** begin Text passage **
The Black Panther Series: Part I

wakanda: today, tomorrow, & forever  


I packed my bags to Wakanda on the Friday after it was released and woke up Saturday, feeling like every wild dream and aspiration I have ever conjured up is valuable and attainable. Semi-lucid, my 26 year old self fell victim to my imagination as I allowed the magic of Wakanda to take me to a place where the plague of the system of racism and colonialism does not exist and where every ounce of my fine brown skin is within every normal limit. A place where every tight coil on my head is adorned and adored; a place where I can bask in my blackness with all its ancient and holy tradition yet move intentionally whilst gracefully merging culture and technology.

Wakanda Forever: Black Panther Review


With moments to spare, the sibling and I jump into the car and zoom to the theater determined to experience this magic first hand in IMAX 3D. Knowing that the seats are almost sold out, we scurry in a few minutes late into a theater that is mostly empty. A few moments later, a flurry of people begin to descend; filling almost every row. In my deepest sigh, I realize, we are CULTURE. In the most intimate situation, the sibling to the right, and a few brothers and some sisters to the left along with the overtly tantalizing scent of McDonald's fries in the air, enter into a world foreign to everyone in the room. Some may even describe it as phenomenally shocking, unrealistically realistic, spiritually challenging, courageously empowering, and mentally captivating. In this moment, we, well, I as a black African woman with a bicultural identity am in a safe haven or some sort of refuge. We are SAFETY. This is a movie I will make my future children, grand children, and great grand children watch. This movie is history in the making not only because of ratings (97% on Rotten Tomatoes) and how much its grossed (over $850 million worldwide so far), but because a movie with this type of cast, telling this perspective of Africa and blackness, has never been done before. We are HISTORY! 


Understanding the full scope of this movie requires a certain level of woke. There are levels to being woke. Even I am still climbing the woke ladder everyday. If you leave unimpacted, it’s not for you. There is no reason to even spend time attempting to awake understanding within you because you have to have a basic level of woke to see the implications of this film on a grand scale.

Now, what is woke? Woke simply means being aware or having an understanding of what is happening in the community. To fully comprehend Black Panther in totality, you have to be a certain level of woke. For the individual whose eyes and ears are open AF, you leave shooketh (can't believe what you are seeing) after seeing this movie. Black Panther challenges and possibly shatters ideas of what people believe in regards to Pan-Africa and reinvents Pan-Africanism in a way that has not been done before.
** end Text passage **
__Given request 1__: From the Black Panther review, reproduce the passage from "Understanding the full" to "not been done before." word for word.
__Given request 2__: In the Black Panther review, how does the writer define the word "woke"?
** begin Dataset extract **
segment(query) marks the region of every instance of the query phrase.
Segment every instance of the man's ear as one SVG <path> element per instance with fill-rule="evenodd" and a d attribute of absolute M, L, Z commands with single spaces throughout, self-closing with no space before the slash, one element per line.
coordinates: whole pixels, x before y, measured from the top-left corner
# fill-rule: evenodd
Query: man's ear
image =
** end Dataset extract **
** begin Dataset extract **
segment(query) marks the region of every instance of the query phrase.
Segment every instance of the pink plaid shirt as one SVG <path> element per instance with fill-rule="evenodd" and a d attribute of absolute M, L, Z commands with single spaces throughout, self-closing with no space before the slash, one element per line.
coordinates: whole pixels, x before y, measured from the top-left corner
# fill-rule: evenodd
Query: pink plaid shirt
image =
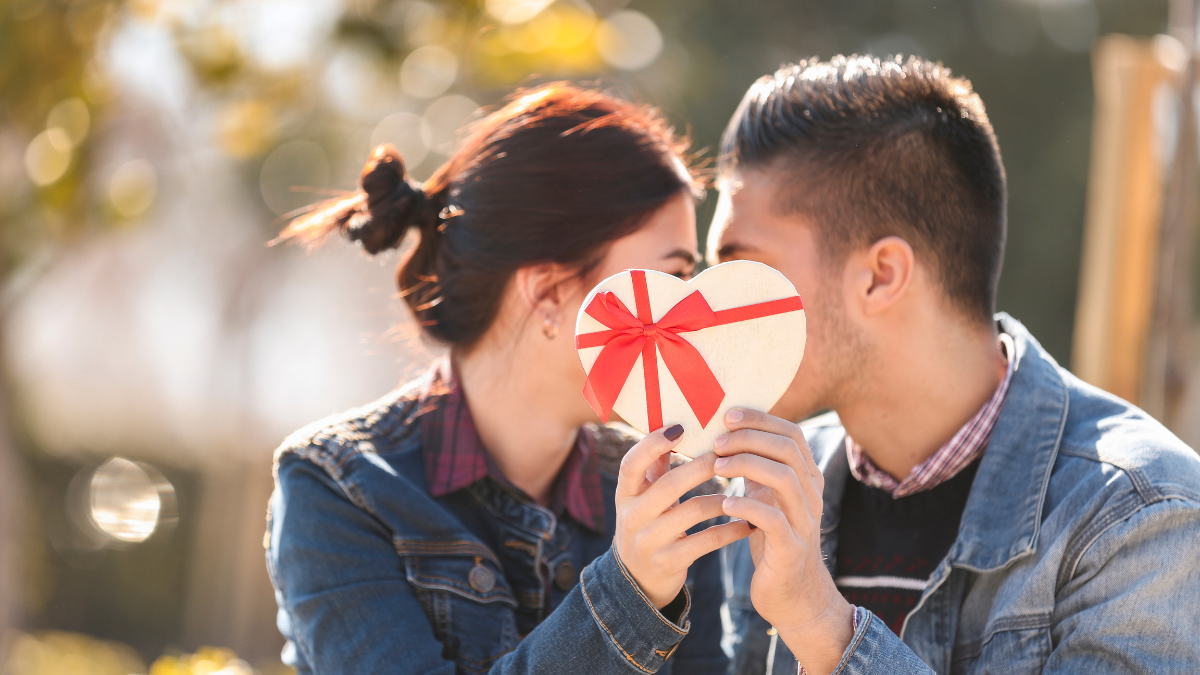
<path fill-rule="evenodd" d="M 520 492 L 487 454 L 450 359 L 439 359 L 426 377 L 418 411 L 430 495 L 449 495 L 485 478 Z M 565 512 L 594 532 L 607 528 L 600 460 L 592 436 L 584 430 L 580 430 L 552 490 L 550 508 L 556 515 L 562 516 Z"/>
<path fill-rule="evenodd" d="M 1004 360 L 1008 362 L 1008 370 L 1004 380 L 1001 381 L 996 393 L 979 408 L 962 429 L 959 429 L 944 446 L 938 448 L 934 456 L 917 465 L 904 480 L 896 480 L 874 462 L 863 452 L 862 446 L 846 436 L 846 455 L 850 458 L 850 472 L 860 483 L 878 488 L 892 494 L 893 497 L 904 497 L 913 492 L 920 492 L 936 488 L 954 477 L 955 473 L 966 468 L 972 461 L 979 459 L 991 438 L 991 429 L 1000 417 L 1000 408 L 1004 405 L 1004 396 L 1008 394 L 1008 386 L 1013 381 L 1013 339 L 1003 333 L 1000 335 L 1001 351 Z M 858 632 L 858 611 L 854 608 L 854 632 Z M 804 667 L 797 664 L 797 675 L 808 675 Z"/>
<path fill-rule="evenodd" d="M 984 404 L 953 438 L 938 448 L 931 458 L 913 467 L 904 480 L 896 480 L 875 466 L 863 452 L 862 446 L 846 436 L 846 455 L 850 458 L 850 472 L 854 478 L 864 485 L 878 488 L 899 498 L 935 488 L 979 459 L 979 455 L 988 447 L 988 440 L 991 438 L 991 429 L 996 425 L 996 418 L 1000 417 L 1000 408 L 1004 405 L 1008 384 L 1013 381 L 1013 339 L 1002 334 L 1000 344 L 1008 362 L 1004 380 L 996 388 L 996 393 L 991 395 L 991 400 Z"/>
** end Dataset extract **
** begin Dataset extract **
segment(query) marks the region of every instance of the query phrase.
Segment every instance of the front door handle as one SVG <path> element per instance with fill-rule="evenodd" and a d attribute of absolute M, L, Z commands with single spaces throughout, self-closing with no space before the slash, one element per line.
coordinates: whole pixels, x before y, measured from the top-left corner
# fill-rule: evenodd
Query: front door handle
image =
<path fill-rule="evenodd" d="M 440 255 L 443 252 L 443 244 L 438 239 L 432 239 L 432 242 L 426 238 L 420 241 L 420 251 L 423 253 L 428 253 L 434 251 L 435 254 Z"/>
** end Dataset extract **
__Exercise output 1__:
Understanding the full scope of this movie requires a certain level of woke. There are levels to being woke. Even I am still climbing the woke ladder everyday. If you leave unimpacted, it’s not for you. There is no reason to even spend time attempting to awake understanding within you because you have to have a basic level of woke to see the implications of this film on a grand scale.

Now, what is woke? Woke simply means being aware or having an understanding of what is happening in the community. To fully comprehend Black Panther in totality, you have to be a certain level of woke. For the individual whose eyes and ears are open AF, you leave shooketh (can't believe what you are seeing) after seeing this movie. Black Panther challenges and possibly shatters ideas of what people believe in regards to Pan-Africa and reinvents Pan-Africanism in a way that has not been done before.

__Exercise output 2__: Woke means being aware of, or having an understanding of, what is happening in the community.